● **Passage**
____

More and more studies are proving telemedicine is effective in helping patients modify their lifestyle to manage health conditions.

Telephone counseling combined with home-based blood pressure monitoring can significantly improve a person's blood pressure control at minimal cost, according to a recent experiment by researchers at Duke University.

During the study, 636 people with hypertension were randomly assigned to either usual care from a primary care physician, bi-monthly calls from a nurse providing wellness tips, blood pressure monitoring at home or the phone counseling plus the at-home blood pressure monitoring.

People trained to monitor their blood pressure at home while getting regular phone calls lowered their blood pressure by 11 percent compared to a 7.6 percent decrease in blood pressure for the home monitoring group and 4.3 percent for people only getting calls.

Hayden Bosworth, PhD, lead author of the study wrote:

The phone calls with the nurse provided a forum to discuss these topics and address other questions that may not have been discussed during a regular office visit. If people are informed about the side effects associated with a given medication and know what to expect, they are more likely to continue taking their medications.

____

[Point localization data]
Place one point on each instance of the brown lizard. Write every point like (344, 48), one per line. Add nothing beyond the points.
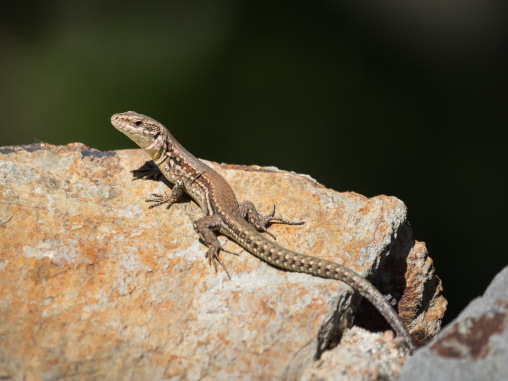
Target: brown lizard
(222, 212)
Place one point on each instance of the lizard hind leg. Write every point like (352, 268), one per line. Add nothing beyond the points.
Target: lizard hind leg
(250, 213)
(205, 227)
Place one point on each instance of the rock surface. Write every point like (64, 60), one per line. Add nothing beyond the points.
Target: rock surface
(472, 347)
(95, 285)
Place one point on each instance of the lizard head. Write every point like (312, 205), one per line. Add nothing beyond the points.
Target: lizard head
(144, 131)
(141, 129)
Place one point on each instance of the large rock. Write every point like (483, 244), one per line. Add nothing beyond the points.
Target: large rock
(97, 286)
(472, 347)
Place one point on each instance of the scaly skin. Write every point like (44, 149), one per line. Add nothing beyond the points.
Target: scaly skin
(223, 213)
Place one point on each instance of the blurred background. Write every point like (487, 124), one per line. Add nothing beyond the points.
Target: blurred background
(404, 98)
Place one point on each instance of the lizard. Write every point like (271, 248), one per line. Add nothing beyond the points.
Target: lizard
(242, 223)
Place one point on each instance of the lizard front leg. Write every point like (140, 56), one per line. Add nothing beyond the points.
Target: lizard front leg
(205, 227)
(159, 199)
(147, 171)
(250, 213)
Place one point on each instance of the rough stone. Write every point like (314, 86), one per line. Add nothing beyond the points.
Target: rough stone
(472, 347)
(95, 285)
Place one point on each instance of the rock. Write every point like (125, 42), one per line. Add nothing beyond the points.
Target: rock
(361, 355)
(472, 347)
(95, 285)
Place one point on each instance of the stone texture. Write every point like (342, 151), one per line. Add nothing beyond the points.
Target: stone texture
(472, 347)
(361, 355)
(96, 286)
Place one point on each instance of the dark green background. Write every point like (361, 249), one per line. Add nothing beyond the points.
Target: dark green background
(400, 98)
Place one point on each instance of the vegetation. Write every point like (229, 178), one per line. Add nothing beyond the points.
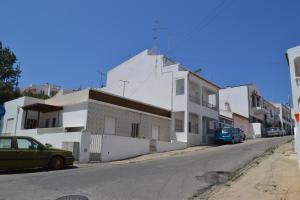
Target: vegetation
(9, 75)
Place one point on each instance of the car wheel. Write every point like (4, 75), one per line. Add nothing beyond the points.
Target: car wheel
(56, 163)
(232, 141)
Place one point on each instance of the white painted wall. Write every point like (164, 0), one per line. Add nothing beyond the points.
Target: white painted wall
(75, 115)
(169, 146)
(238, 99)
(294, 53)
(118, 147)
(97, 112)
(147, 82)
(257, 127)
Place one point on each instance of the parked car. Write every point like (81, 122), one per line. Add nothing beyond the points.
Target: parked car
(274, 131)
(26, 153)
(228, 134)
(242, 133)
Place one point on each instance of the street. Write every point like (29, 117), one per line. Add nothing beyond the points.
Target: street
(177, 177)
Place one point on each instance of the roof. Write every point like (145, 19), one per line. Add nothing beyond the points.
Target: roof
(128, 103)
(40, 107)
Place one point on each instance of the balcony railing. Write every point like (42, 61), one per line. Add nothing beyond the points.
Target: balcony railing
(209, 105)
(194, 99)
(298, 81)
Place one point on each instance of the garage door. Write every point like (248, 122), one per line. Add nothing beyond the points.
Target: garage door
(110, 126)
(9, 125)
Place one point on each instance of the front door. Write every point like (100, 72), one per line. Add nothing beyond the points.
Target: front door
(110, 126)
(155, 132)
(7, 154)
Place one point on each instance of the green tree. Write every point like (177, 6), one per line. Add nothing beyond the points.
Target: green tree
(9, 75)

____

● **What to do**
Continue the passage on telephone counseling for blood pressure control, starting after its last sentence.

● **Result of the exercise**
Similarly, text message were found to be an effective way of reminding young liver transplant patients to take their immunosuppressive medications, according to results of a small study recently reported online in Pediatrics.

Ongoing research by Abby King, PhD, at the Stanford Prevention Research Center has shown that computer calls can persuade even skeptical couch potatoes to go for regular walks and that specially-programmed smartphones can prod middle-aged and older Americans into increasing their physical activity levels.